▸ Requirements: Please give back every row below word for word, leaving out the pictures.

▸ Given data:
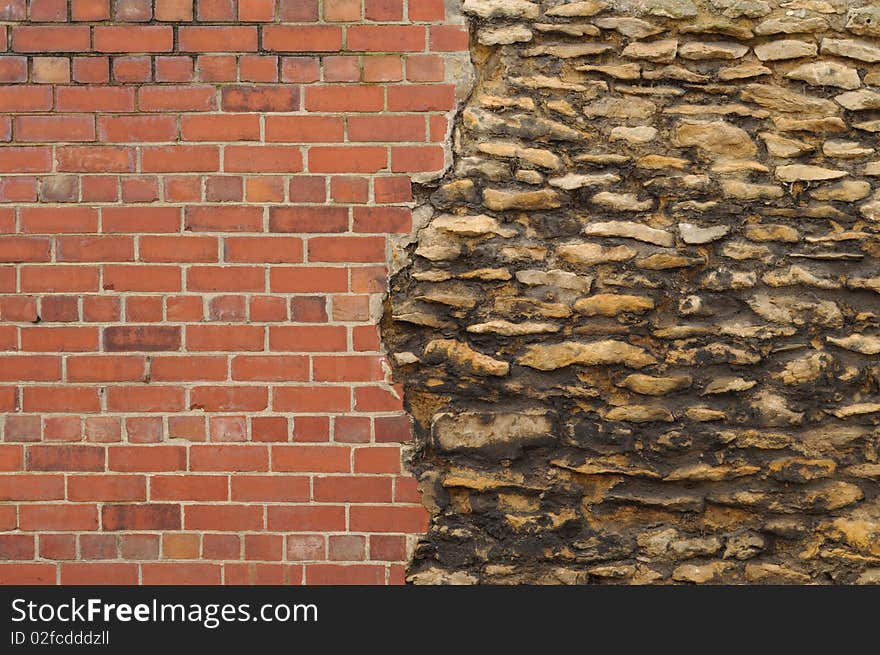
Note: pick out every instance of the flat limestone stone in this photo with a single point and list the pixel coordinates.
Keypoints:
(551, 357)
(578, 9)
(660, 51)
(852, 49)
(826, 73)
(699, 51)
(629, 230)
(718, 137)
(473, 430)
(785, 49)
(612, 304)
(501, 8)
(806, 173)
(858, 100)
(498, 200)
(696, 235)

▸ Right answer:
Note: pick out every instance of the flat limestone stone in this photo with a single point and list the pixel coordinates.
Keypoints:
(551, 357)
(578, 9)
(660, 51)
(852, 49)
(826, 73)
(699, 51)
(629, 230)
(718, 137)
(473, 430)
(785, 49)
(612, 304)
(501, 8)
(806, 173)
(858, 100)
(498, 200)
(696, 235)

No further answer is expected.